TASK DETAILS -
Print the whole listing below again, exactly as given.
-------
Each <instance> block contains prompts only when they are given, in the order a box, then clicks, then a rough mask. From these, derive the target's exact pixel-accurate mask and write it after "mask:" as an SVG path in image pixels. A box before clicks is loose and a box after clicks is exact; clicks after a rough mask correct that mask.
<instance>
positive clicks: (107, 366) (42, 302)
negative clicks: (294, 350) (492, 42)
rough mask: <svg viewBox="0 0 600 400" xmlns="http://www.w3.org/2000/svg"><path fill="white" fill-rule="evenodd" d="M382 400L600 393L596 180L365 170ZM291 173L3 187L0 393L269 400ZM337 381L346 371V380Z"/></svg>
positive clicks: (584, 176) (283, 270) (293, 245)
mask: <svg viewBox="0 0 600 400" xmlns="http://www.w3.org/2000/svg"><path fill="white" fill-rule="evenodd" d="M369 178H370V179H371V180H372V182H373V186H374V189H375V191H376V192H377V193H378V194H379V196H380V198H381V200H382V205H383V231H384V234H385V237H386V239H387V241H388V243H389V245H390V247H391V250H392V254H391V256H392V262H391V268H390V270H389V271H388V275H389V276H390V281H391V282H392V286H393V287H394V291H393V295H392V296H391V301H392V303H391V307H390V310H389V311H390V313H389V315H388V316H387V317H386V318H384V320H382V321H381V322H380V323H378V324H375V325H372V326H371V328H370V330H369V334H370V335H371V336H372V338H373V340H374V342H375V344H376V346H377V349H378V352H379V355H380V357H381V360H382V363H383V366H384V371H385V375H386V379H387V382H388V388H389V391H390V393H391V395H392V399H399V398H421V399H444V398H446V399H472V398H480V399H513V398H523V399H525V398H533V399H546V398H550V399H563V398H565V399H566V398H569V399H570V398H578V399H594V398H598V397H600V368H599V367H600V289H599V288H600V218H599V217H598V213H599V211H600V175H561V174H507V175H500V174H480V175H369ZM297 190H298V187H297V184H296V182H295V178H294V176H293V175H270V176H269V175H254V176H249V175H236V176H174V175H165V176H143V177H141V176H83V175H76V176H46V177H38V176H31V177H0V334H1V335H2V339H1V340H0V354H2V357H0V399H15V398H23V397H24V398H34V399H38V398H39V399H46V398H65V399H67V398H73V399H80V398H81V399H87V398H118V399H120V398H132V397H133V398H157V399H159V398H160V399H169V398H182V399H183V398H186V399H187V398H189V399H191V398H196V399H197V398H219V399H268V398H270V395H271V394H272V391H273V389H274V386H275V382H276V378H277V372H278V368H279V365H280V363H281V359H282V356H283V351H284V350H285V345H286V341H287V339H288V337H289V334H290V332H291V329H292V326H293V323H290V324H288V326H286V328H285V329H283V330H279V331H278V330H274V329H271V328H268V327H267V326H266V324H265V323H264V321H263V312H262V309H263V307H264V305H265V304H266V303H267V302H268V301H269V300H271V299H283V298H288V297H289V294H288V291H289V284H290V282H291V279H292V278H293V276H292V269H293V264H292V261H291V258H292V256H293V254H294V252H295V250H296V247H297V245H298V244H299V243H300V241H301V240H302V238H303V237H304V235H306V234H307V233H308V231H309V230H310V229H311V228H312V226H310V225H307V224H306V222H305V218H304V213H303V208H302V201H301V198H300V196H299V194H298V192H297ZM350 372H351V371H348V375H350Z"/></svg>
-------
ANSWER SECTION -
Each <instance> block contains prompts only when they are given, in the order a box, then clicks, then a rough mask. From these, derive the target's exact pixel-accurate mask and write it after "mask:" as an SVG path in image pixels. A box before clicks is loose and a box after clicks is exact; clicks after a rough mask correct that mask.
<instance>
positive clicks: (107, 366) (42, 302)
negative clicks: (294, 350) (492, 42)
rough mask: <svg viewBox="0 0 600 400" xmlns="http://www.w3.org/2000/svg"><path fill="white" fill-rule="evenodd" d="M382 400L600 393L596 180L365 170ZM291 173L3 187L0 393L269 400ZM337 381L346 371V380Z"/></svg>
positive clicks: (584, 176) (283, 270) (293, 245)
mask: <svg viewBox="0 0 600 400" xmlns="http://www.w3.org/2000/svg"><path fill="white" fill-rule="evenodd" d="M369 178H370V179H371V180H372V182H373V186H374V189H375V191H376V192H377V193H378V194H379V196H380V198H381V200H382V205H383V231H384V234H385V237H386V239H387V241H388V243H389V245H390V247H391V250H392V254H391V256H392V262H391V268H390V270H389V271H388V275H389V276H390V281H391V282H392V286H393V287H394V291H393V295H392V296H391V301H392V303H391V307H390V310H389V311H390V313H389V315H388V316H387V317H386V318H384V320H382V321H381V322H380V323H378V324H375V325H372V326H371V328H370V330H369V334H370V335H371V336H372V338H373V340H374V342H375V344H376V346H377V349H378V352H379V355H380V357H381V360H382V363H383V366H384V371H385V375H386V379H387V382H388V388H389V391H390V393H391V395H392V399H399V398H421V399H444V398H446V399H472V398H480V399H513V398H523V399H525V398H533V399H546V398H550V399H563V398H565V399H566V398H569V399H570V398H578V399H594V398H598V397H600V368H599V367H600V289H599V288H600V218H599V217H598V213H599V211H600V175H561V174H507V175H500V174H480V175H369ZM297 190H298V187H297V184H296V182H295V178H294V176H293V175H270V176H269V175H254V176H249V175H236V176H174V175H165V176H143V177H141V176H83V175H76V176H46V177H38V176H31V177H0V334H1V335H2V339H1V340H0V354H2V357H0V399H15V398H23V397H24V398H34V399H38V398H39V399H46V398H65V399H67V398H73V399H80V398H81V399H87V398H118V399H120V398H132V397H133V398H157V399H159V398H160V399H169V398H182V399H183V398H186V399H187V398H189V399H191V398H196V399H197V398H219V399H268V398H270V395H271V394H272V391H273V389H274V386H275V382H276V378H277V372H278V368H279V365H280V363H281V359H282V356H283V351H284V350H285V345H286V341H287V339H288V337H289V334H290V332H291V329H292V326H293V323H290V324H288V326H286V328H285V329H283V330H279V331H278V330H274V329H271V328H268V327H267V326H266V324H265V323H264V321H263V312H262V309H263V307H264V305H265V304H266V303H267V302H268V301H269V300H271V299H283V298H288V297H289V294H288V291H289V284H290V282H291V279H292V278H293V276H292V269H293V264H292V261H291V258H292V256H293V254H294V252H295V250H296V247H297V245H298V244H299V243H300V241H301V240H302V238H303V237H304V235H306V234H307V233H308V231H309V230H310V229H311V228H312V226H310V225H307V224H306V222H305V218H304V213H303V208H302V201H301V198H300V196H299V194H298V192H297ZM350 372H351V371H348V375H350Z"/></svg>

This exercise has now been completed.